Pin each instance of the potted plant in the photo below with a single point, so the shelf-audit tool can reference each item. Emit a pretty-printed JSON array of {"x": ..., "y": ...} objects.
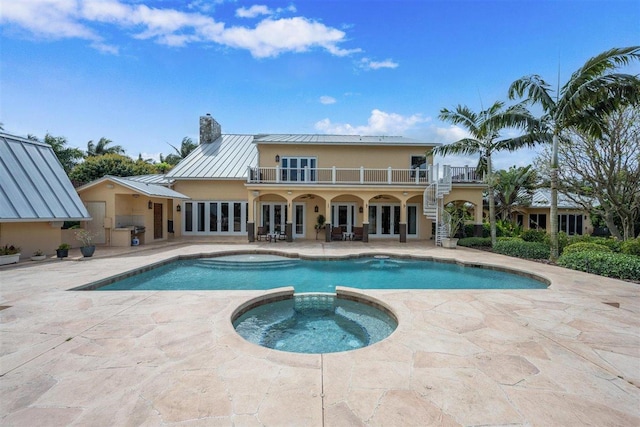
[
  {"x": 85, "y": 237},
  {"x": 63, "y": 250},
  {"x": 454, "y": 218},
  {"x": 319, "y": 224},
  {"x": 9, "y": 254},
  {"x": 38, "y": 255}
]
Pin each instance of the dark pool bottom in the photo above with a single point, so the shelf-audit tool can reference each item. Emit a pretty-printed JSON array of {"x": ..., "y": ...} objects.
[{"x": 314, "y": 323}]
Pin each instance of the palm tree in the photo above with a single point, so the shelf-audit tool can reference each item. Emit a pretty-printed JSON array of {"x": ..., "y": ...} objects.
[
  {"x": 485, "y": 128},
  {"x": 513, "y": 188},
  {"x": 101, "y": 148},
  {"x": 592, "y": 93}
]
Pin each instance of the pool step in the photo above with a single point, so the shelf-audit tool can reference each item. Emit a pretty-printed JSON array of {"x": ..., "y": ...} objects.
[{"x": 244, "y": 265}]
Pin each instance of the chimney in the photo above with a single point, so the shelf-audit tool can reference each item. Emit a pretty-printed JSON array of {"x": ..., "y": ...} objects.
[{"x": 210, "y": 130}]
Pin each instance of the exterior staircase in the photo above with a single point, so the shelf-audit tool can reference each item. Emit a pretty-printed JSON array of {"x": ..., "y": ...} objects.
[{"x": 433, "y": 201}]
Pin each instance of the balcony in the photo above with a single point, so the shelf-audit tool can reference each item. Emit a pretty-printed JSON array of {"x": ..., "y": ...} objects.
[{"x": 361, "y": 175}]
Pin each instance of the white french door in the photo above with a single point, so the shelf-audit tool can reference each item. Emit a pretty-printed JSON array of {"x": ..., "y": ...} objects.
[{"x": 343, "y": 215}]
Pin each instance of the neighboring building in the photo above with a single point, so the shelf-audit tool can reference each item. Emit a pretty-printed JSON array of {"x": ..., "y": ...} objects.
[
  {"x": 572, "y": 217},
  {"x": 384, "y": 186},
  {"x": 36, "y": 196},
  {"x": 124, "y": 209}
]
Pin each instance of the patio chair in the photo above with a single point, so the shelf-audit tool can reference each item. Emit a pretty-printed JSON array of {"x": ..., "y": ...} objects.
[
  {"x": 336, "y": 233},
  {"x": 357, "y": 233},
  {"x": 262, "y": 232}
]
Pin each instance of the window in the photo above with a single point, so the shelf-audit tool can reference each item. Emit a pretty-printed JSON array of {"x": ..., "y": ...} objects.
[
  {"x": 419, "y": 162},
  {"x": 299, "y": 169},
  {"x": 570, "y": 223},
  {"x": 538, "y": 221},
  {"x": 215, "y": 217}
]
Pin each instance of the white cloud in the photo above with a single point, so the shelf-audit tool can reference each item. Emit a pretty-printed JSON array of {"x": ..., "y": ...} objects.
[
  {"x": 326, "y": 100},
  {"x": 253, "y": 11},
  {"x": 379, "y": 123},
  {"x": 368, "y": 64},
  {"x": 56, "y": 19},
  {"x": 273, "y": 37}
]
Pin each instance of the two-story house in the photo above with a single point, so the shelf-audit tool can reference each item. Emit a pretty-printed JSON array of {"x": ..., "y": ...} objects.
[{"x": 386, "y": 187}]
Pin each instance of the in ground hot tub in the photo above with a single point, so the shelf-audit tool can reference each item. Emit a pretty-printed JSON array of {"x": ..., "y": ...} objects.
[{"x": 314, "y": 322}]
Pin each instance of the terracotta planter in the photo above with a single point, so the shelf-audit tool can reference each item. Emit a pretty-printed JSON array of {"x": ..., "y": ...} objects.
[
  {"x": 87, "y": 251},
  {"x": 9, "y": 259}
]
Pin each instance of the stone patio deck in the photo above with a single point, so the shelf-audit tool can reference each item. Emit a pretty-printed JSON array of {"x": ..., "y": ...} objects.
[{"x": 563, "y": 356}]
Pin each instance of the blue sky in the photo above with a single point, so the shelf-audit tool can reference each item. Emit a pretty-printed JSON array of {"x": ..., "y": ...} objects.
[{"x": 141, "y": 72}]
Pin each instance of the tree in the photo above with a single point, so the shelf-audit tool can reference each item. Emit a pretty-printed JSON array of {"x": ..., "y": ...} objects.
[
  {"x": 606, "y": 170},
  {"x": 101, "y": 148},
  {"x": 186, "y": 147},
  {"x": 592, "y": 93},
  {"x": 485, "y": 128},
  {"x": 513, "y": 189},
  {"x": 69, "y": 157},
  {"x": 108, "y": 164}
]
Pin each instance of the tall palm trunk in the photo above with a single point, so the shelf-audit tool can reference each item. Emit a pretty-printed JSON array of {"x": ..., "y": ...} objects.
[
  {"x": 492, "y": 200},
  {"x": 553, "y": 212}
]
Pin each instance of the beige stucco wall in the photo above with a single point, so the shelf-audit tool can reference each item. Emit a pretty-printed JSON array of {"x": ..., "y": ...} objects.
[
  {"x": 343, "y": 156},
  {"x": 122, "y": 204},
  {"x": 30, "y": 236}
]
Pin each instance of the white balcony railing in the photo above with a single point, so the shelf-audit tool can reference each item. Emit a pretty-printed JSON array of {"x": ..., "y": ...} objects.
[{"x": 356, "y": 176}]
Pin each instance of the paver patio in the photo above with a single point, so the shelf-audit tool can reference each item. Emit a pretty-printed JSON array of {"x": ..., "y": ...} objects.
[{"x": 559, "y": 356}]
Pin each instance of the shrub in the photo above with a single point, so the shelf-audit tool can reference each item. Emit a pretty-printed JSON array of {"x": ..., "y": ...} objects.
[
  {"x": 610, "y": 242},
  {"x": 631, "y": 247},
  {"x": 475, "y": 242},
  {"x": 521, "y": 249},
  {"x": 533, "y": 235},
  {"x": 619, "y": 266},
  {"x": 585, "y": 246},
  {"x": 563, "y": 241}
]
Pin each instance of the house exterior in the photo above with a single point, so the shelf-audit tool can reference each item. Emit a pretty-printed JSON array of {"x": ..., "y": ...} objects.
[
  {"x": 124, "y": 210},
  {"x": 36, "y": 196},
  {"x": 387, "y": 187},
  {"x": 572, "y": 217}
]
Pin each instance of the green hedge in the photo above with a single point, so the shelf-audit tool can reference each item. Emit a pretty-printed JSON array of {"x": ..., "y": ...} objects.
[
  {"x": 619, "y": 266},
  {"x": 631, "y": 247},
  {"x": 521, "y": 249},
  {"x": 585, "y": 246},
  {"x": 533, "y": 235},
  {"x": 474, "y": 242},
  {"x": 610, "y": 242}
]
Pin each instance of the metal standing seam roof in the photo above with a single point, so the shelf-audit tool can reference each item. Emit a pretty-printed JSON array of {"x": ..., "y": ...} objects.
[
  {"x": 339, "y": 139},
  {"x": 33, "y": 184},
  {"x": 541, "y": 198},
  {"x": 225, "y": 158},
  {"x": 152, "y": 190},
  {"x": 159, "y": 179}
]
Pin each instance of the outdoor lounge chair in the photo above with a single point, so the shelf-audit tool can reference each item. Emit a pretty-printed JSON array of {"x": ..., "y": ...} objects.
[
  {"x": 336, "y": 233},
  {"x": 262, "y": 232},
  {"x": 357, "y": 233}
]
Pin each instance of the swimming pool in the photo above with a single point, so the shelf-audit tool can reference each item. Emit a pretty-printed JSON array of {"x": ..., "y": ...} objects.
[{"x": 263, "y": 272}]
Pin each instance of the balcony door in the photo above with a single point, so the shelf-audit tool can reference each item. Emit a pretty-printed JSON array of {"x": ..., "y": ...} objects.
[
  {"x": 274, "y": 216},
  {"x": 343, "y": 215}
]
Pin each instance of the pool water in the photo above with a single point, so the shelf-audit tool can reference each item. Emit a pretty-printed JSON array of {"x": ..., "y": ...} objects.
[
  {"x": 258, "y": 272},
  {"x": 283, "y": 325}
]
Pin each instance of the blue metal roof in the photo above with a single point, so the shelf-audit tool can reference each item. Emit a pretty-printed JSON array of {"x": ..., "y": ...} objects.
[{"x": 33, "y": 184}]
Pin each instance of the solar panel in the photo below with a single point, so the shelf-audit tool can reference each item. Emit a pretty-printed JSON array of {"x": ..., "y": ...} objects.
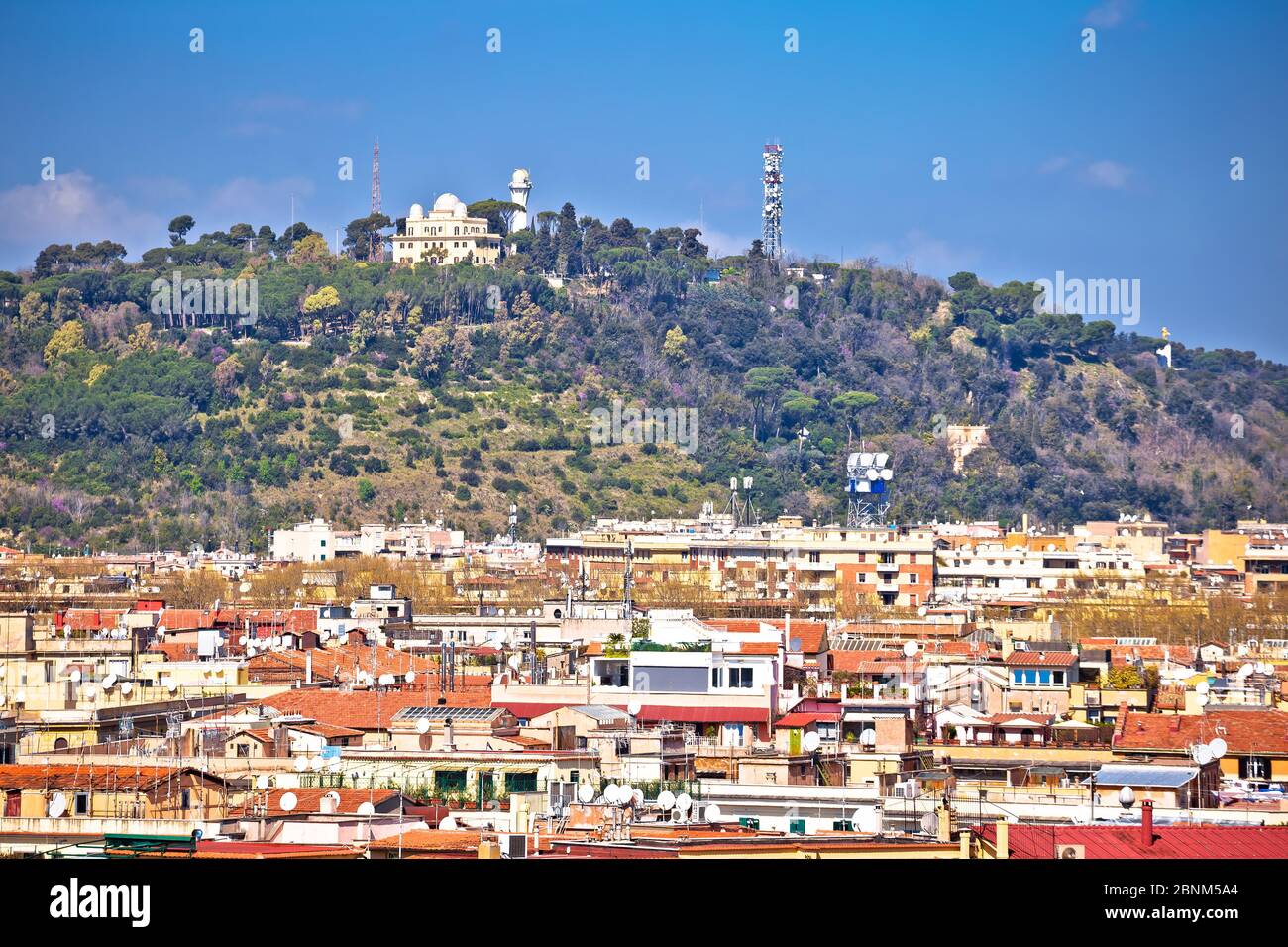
[{"x": 447, "y": 712}]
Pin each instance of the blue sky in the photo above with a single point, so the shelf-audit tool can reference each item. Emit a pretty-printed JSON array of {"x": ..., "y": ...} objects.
[{"x": 1113, "y": 163}]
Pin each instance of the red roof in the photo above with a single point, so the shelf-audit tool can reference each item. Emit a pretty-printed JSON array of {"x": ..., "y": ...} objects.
[
  {"x": 1127, "y": 841},
  {"x": 1245, "y": 731},
  {"x": 1042, "y": 659}
]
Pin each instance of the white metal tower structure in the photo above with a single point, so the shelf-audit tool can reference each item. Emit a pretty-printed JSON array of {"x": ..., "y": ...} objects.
[
  {"x": 520, "y": 183},
  {"x": 772, "y": 217},
  {"x": 868, "y": 488}
]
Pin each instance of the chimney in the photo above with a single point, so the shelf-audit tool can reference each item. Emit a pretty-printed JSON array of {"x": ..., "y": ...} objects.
[
  {"x": 1003, "y": 844},
  {"x": 1146, "y": 823}
]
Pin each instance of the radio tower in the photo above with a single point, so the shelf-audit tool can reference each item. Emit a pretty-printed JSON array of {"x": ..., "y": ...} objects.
[
  {"x": 376, "y": 240},
  {"x": 772, "y": 218}
]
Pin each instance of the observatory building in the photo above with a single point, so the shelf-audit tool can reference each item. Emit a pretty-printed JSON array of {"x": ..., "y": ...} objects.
[
  {"x": 447, "y": 234},
  {"x": 520, "y": 183}
]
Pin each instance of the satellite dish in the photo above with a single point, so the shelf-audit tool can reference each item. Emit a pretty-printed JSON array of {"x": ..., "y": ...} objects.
[{"x": 56, "y": 805}]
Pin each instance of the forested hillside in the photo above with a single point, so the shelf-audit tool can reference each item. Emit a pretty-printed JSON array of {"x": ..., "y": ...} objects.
[{"x": 366, "y": 392}]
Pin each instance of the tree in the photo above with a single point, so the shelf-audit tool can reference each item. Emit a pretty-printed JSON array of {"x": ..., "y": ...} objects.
[
  {"x": 33, "y": 309},
  {"x": 850, "y": 405},
  {"x": 675, "y": 346},
  {"x": 68, "y": 338},
  {"x": 365, "y": 237},
  {"x": 179, "y": 228}
]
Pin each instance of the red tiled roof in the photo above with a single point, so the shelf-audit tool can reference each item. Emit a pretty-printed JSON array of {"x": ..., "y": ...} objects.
[
  {"x": 1245, "y": 731},
  {"x": 1042, "y": 659},
  {"x": 1127, "y": 841}
]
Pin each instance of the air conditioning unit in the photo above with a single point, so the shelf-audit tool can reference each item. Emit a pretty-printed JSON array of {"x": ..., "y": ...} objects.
[{"x": 514, "y": 845}]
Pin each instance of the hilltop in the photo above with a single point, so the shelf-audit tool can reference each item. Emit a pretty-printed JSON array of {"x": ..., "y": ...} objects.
[{"x": 364, "y": 390}]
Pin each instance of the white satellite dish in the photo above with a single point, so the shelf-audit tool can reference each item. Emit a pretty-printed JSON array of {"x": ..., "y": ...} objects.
[{"x": 56, "y": 805}]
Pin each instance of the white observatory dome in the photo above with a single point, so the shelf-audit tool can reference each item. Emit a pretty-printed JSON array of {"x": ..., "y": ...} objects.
[{"x": 451, "y": 204}]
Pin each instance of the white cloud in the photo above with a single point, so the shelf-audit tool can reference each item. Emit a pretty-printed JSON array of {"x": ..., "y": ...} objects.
[
  {"x": 1107, "y": 174},
  {"x": 69, "y": 209},
  {"x": 1109, "y": 13}
]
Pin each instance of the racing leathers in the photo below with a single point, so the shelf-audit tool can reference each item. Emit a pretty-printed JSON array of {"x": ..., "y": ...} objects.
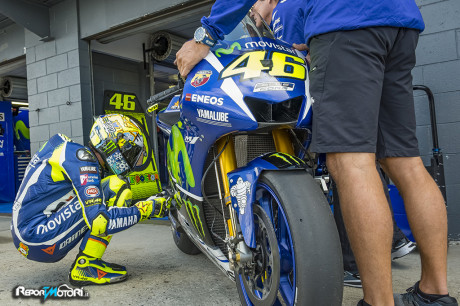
[
  {"x": 61, "y": 201},
  {"x": 322, "y": 16}
]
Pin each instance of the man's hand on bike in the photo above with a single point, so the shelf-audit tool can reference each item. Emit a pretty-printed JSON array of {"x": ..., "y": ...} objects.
[{"x": 189, "y": 55}]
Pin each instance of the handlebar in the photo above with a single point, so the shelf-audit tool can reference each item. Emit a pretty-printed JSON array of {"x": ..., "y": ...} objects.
[{"x": 167, "y": 93}]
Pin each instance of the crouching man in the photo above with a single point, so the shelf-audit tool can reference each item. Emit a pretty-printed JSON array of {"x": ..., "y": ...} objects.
[{"x": 62, "y": 199}]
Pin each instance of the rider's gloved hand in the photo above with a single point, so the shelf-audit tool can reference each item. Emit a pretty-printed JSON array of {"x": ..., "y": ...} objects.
[{"x": 145, "y": 209}]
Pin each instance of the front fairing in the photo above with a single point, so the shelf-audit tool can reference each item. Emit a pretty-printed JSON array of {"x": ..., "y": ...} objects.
[{"x": 220, "y": 93}]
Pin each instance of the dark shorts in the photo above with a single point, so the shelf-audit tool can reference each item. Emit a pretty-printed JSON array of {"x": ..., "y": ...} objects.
[{"x": 361, "y": 86}]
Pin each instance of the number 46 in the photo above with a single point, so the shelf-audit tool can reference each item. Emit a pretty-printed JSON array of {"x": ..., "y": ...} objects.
[
  {"x": 125, "y": 102},
  {"x": 250, "y": 65}
]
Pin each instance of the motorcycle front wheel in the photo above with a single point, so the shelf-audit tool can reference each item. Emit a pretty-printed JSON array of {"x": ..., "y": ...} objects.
[{"x": 297, "y": 259}]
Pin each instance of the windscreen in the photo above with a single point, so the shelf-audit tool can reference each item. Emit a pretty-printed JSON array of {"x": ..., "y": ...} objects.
[{"x": 252, "y": 25}]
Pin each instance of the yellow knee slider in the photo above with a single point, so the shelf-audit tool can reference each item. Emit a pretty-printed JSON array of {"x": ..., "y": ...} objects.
[
  {"x": 99, "y": 226},
  {"x": 120, "y": 193}
]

:::

■ **YOUR GOAL**: Exactly and only the lines from the one containing "Pin each instance of the rider's" through the end of the material are to be reproduced, both ends included.

■ **RESPONSE TO THIS TASK**:
Pin each instance of the rider's gloved hand in the photo above with a single point, so the shelf-audit tool can reference each item. Emit a pretty-printed JSON array of {"x": ..., "y": ...} objects.
[{"x": 145, "y": 209}]
Pin each instance of the front fairing in the photo above with a single point, so the shelf-audit tool can reference each item. Emit a pretty-printed JSON array of {"x": ..., "y": ...} objects.
[{"x": 220, "y": 93}]
Pin each instance of the dark shorts in the photo above with a single point, so the shelf-audit tool can reference each item. Emit a pretty-printed JSON array of {"x": ..., "y": ...} objects.
[{"x": 361, "y": 86}]
Pin each instance of the number 46 in the photo above with a single point, so the shelf-audit tool can reference each item. Emit a pretty-printed JSON array of {"x": ..., "y": ...} objects.
[
  {"x": 125, "y": 102},
  {"x": 250, "y": 65}
]
Pin each instance of the motorcycle front wheel in the photo above with a single point, so the shelf-audit tool can reference each item. Emit a pretty-printed JSON array of {"x": ..., "y": ...} objects.
[{"x": 297, "y": 259}]
Pin each instance of the windscreen in the photo above with a single point, so the shelf-audit tool can reference each item. Emit a pretty-printed JSON array of {"x": ..., "y": ...} objects.
[{"x": 252, "y": 25}]
Pin each instance of the yellow knee slider in the photo above with a single point, so the shelf-audit tool can reference each item. Emit a pretty-printed JSON array of {"x": ..., "y": ...} objects.
[
  {"x": 99, "y": 226},
  {"x": 120, "y": 193}
]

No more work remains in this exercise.